> [Job]
Lines before the one containing "Reviewer note: make sure each instance of the seated man's" are excluded. Repeat that line and every line after it, exactly.

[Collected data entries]

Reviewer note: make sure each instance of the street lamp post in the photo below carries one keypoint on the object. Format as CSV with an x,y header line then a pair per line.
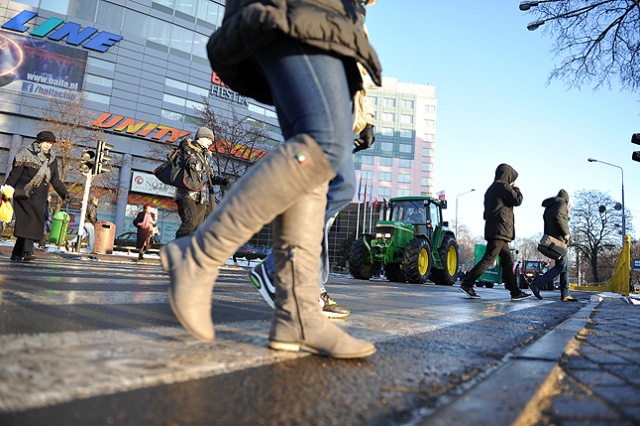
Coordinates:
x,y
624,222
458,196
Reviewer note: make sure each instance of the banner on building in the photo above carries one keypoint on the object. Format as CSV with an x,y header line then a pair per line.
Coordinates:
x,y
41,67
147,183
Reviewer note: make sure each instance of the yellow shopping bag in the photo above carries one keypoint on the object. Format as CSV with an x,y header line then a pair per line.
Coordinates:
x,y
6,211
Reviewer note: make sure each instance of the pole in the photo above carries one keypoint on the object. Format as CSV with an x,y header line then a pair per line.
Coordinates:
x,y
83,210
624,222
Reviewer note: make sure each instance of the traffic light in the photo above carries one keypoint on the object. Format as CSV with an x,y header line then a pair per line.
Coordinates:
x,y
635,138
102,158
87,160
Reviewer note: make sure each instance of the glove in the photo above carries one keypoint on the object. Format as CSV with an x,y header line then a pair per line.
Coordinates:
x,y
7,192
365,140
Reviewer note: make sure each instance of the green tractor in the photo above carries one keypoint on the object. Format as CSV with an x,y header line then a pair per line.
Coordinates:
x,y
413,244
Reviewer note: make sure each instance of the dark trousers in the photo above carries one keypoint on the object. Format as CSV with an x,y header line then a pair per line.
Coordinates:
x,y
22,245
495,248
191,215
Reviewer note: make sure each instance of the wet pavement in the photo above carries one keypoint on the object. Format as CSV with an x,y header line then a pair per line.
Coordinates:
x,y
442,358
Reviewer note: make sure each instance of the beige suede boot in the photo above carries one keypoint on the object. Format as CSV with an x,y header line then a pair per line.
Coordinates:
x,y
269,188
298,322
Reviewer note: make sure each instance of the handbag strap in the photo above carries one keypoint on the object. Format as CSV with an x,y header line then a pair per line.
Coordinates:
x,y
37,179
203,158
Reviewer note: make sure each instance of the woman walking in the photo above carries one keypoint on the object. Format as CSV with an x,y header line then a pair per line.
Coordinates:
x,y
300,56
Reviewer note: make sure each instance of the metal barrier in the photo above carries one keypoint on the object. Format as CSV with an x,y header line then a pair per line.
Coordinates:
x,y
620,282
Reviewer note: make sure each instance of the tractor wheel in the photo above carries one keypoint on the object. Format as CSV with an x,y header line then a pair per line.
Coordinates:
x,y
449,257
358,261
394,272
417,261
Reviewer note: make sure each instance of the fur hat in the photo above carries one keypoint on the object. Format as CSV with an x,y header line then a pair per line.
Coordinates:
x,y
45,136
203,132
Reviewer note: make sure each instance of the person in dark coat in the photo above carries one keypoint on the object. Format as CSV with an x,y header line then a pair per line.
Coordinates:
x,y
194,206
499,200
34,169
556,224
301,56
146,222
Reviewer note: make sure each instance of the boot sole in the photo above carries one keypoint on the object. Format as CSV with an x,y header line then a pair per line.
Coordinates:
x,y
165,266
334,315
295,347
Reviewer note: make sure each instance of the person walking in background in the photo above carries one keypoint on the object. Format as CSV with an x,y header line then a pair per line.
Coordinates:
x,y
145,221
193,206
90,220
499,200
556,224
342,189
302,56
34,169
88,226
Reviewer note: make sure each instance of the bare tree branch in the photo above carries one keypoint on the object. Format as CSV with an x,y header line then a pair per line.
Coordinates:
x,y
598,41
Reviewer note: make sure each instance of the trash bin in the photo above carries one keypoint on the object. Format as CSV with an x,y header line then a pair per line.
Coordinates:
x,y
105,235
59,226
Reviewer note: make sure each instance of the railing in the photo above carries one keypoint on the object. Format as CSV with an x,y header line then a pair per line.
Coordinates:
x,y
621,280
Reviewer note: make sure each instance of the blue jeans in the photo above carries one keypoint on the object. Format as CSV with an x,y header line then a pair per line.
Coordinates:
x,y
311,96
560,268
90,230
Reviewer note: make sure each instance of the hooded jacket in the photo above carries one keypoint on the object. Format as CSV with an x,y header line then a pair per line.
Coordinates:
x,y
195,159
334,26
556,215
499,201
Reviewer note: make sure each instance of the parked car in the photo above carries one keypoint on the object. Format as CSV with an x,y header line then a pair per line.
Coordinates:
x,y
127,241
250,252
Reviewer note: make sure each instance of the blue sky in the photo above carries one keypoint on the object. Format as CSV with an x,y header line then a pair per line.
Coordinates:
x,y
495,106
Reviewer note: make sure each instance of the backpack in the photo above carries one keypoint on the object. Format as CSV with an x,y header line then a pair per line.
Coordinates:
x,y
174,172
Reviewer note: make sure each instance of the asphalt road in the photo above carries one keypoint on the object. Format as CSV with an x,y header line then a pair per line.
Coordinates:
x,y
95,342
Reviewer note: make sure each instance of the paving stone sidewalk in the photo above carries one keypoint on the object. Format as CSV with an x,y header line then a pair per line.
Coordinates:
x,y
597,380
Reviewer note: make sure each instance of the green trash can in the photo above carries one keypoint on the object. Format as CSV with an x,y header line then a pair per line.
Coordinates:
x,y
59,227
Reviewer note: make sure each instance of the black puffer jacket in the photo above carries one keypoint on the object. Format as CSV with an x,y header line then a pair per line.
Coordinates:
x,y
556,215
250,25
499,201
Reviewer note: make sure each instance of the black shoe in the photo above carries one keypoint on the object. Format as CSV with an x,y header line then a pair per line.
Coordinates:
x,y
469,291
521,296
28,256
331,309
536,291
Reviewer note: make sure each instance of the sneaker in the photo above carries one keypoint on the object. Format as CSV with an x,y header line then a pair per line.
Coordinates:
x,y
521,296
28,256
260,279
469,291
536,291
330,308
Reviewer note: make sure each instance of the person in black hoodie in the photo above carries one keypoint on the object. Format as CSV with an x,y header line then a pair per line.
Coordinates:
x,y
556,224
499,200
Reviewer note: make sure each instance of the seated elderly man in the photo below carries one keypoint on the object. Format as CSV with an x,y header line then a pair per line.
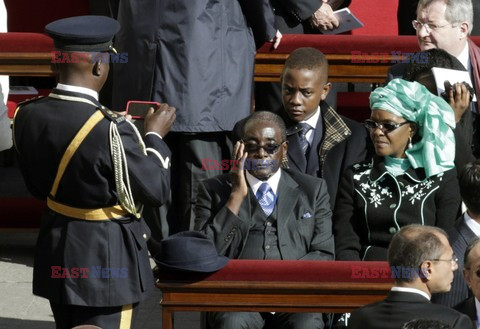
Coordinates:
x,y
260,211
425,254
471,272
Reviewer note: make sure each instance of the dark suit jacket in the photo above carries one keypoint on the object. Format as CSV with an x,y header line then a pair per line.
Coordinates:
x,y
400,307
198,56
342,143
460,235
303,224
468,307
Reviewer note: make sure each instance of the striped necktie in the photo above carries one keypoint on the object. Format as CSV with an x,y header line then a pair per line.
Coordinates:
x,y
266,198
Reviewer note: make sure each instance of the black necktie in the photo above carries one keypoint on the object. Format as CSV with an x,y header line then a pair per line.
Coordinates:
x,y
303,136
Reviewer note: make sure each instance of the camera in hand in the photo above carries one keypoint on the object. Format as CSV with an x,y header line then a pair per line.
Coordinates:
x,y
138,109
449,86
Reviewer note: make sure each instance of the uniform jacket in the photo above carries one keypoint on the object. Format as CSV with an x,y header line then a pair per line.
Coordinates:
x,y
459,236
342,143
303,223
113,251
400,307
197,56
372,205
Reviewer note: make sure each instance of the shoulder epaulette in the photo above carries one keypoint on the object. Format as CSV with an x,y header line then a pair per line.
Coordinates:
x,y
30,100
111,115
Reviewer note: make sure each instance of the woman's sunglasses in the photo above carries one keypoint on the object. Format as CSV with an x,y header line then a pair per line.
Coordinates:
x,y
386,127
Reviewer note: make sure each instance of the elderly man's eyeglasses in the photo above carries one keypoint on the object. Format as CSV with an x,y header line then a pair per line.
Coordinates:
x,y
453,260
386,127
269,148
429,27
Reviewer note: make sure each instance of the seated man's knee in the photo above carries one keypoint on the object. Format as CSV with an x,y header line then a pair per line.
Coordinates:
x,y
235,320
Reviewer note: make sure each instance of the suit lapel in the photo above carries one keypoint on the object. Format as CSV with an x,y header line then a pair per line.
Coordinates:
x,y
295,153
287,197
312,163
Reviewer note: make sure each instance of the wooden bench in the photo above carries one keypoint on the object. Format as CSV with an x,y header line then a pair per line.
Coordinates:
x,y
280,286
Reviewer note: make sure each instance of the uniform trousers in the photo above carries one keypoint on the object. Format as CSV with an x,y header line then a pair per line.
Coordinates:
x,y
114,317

> [Solution below]
Reviewer note: make sure each instance of the seated man's knee in the photo above carries one keypoint on the object. Format as CSV with an x,y header line then a pair per line.
Coordinates:
x,y
235,320
Reviewer note: make sure each instance of the suit lapel in the photo above carries one keypoint on the object. Format as CSV with an x,y header line then a pair per line.
Coordinates:
x,y
295,153
287,197
312,163
Reviewer note: make sure each instance of the wooden bench in the photo above carries one keypoint on the object. Format as CSV with an x,y header line then a pair per line.
Coordinates:
x,y
280,286
Reviewer note: make sure each instance of the uniform trousers in the photo above carries one keypoint on the object. Format as CSV with an x,y header line then a pair per line.
Coordinates:
x,y
114,317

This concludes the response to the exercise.